▸ TEXT
Now we can take a look at the node
method. We'll start with the basic
structure, then step through rendering each node one by one:
fn mut node(node: Node, wrap: ref Wrap) {
match node {
case Nodes(nodes) -> {}
case Group(id, nodes) -> {}
case IfWrap(id, node, _) if @wrapped.contains?(id) -> {}
case IfWrap(_, _, node) -> {}
case Text(str) -> {}
case Unicode(str, width) -> {}
case Line if wrap.enable? -> {}
case SpaceOrLine if wrap.enable? -> {}
case SpaceOrLine -> {}
case Indent(nodes) if wrap.enable? -> {}
case Indent(nodes) -> {}
case _ -> {}
}
}
If you're having a hard time understanding Inko's pattern matching syntax, you can learn more about it in the documentation.
Rendering the Nodes
node is easy: we iterate over the child nodes, and render
them individually. Similar to the Node.width
method we'll be using a recursive
algorithm. While you can turn this into an iterative algorithm, it gets a bit
tricky and I'm not sure it would actually perform better in practice. The code
for rendering Nodes
is as follows:
fn mut node(node: Node, wrap: ref Wrap) {
match node {
case Nodes(nodes) -> nodes.into_iter.each(fn (n) { node(n, wrap) })
...
}
}
Inko doesn't have for
loops, instead you use iterators and closures.
nodes.into_iter
moves the nodes
Array
into an iterator over the Node
values. We then use the each
method of the iterator type to call node
for
each value.
Rendering Group
nodes is where things get interesting. First, we need to
calculate the width of the child nodes, then we need to check if we can fit them
onto the current line. If so, we'll do just that, otherwise we'll render each
child node on its own line:
fn mut node(node: Node, wrap: ref Wrap) {
match node {
...
case Group(id, nodes) -> {
let width = Int.sum(nodes.iter.map(fn (n) { n.width(@wrapped) }))
let wrap = if @size + width > @max {
@wrapped.insert(id)
Wrap.Enable
} else {
Wrap.Detect
}
nodes.into_iter.each(fn (n) { node(n, wrap) })
}
}
}
Let's break this down, starting with this line:
let width = Int.sum(nodes.iter.map(fn (n) { n.width(@wrapped) }))
This iterates over the child nodes (without taking ownership, hence the use of
iter
and not into_iter
), computes the width for each node, then sums up the
result using Int.sum()
. Note how we pass the wrapped
hash set to each call
to width
, this is needed so we can calculate the correct width based on the
wrapping needs of any Group
nodes.

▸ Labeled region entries

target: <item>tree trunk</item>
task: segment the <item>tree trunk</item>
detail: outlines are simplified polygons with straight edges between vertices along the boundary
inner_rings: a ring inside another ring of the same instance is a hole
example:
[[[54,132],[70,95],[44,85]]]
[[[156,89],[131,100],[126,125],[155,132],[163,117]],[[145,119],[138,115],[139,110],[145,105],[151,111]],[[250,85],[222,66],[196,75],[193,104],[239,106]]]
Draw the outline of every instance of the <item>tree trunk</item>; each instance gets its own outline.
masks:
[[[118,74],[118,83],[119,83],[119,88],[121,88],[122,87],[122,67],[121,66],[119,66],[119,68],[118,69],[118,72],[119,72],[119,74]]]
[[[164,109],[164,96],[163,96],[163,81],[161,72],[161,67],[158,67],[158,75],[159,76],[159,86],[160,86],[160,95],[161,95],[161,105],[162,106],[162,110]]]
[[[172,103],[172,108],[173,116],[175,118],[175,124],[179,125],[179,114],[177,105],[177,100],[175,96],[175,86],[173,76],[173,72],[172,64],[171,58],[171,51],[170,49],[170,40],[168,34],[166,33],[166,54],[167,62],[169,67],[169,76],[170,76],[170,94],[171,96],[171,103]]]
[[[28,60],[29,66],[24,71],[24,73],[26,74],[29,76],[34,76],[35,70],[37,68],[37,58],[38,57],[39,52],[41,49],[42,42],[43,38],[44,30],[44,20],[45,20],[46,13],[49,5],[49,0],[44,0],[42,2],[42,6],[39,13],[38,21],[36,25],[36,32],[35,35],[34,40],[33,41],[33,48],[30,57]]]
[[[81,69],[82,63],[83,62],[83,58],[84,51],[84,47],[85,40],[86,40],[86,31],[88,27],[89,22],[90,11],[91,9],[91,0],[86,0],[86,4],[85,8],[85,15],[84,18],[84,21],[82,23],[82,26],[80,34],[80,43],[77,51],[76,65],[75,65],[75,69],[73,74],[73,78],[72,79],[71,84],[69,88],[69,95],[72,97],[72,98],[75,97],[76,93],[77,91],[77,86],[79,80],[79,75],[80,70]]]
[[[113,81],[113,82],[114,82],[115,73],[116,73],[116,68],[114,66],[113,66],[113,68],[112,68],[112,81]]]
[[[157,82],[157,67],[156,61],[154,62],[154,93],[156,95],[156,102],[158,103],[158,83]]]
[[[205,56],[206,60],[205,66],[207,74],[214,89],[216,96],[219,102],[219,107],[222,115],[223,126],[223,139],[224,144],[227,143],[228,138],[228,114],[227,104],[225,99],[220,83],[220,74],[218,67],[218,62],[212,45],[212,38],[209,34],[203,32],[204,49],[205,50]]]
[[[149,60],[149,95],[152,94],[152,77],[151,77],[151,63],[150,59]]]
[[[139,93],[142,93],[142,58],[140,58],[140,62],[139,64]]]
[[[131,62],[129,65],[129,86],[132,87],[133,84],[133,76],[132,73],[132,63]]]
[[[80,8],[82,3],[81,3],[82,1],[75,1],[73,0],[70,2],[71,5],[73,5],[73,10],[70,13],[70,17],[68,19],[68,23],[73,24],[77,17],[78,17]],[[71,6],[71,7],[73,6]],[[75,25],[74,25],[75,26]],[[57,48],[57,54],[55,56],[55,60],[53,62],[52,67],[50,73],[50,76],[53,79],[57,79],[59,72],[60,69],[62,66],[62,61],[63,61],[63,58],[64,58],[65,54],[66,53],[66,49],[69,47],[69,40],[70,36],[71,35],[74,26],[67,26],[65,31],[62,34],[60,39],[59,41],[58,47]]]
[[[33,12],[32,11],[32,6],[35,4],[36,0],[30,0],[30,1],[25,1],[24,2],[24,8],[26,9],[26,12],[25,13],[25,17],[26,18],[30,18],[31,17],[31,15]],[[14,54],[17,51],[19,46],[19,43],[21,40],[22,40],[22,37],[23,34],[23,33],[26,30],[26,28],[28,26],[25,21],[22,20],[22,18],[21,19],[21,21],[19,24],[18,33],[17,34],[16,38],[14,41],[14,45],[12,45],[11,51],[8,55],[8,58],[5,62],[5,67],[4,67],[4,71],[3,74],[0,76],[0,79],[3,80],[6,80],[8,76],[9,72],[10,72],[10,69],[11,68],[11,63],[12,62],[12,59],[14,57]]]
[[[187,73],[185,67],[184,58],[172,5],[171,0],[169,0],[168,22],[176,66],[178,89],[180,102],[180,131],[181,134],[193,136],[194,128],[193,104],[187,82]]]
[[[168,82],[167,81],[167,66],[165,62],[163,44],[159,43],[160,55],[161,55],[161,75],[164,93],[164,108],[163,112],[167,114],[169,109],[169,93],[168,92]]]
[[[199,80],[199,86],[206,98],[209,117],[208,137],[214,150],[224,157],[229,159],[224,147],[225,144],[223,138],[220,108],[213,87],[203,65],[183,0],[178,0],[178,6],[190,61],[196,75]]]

▸ WRITTEN TASK A
According to the node-rendering text, why is the wrapped hash set passed to each call to width when computing the width of a Group's child nodes?
▸ WRITTEN TASK B
Copy out the entries from the start through the line containing "[[[54,132],[70,95],[44,85]]]", both ends included.
The node-rendering text and the entries have no connection to each other.

▸ SOLUTION A
It is passed so the correct width can be calculated based on the wrapping needs of any Group nodes.

▸ SOLUTION B
target: <item>tree trunk</item>
task: segment the <item>tree trunk</item>
detail: outlines are simplified polygons with straight edges between vertices along the boundary
inner_rings: a ring inside another ring of the same instance is a hole
example:
[[[54,132],[70,95],[44,85]]]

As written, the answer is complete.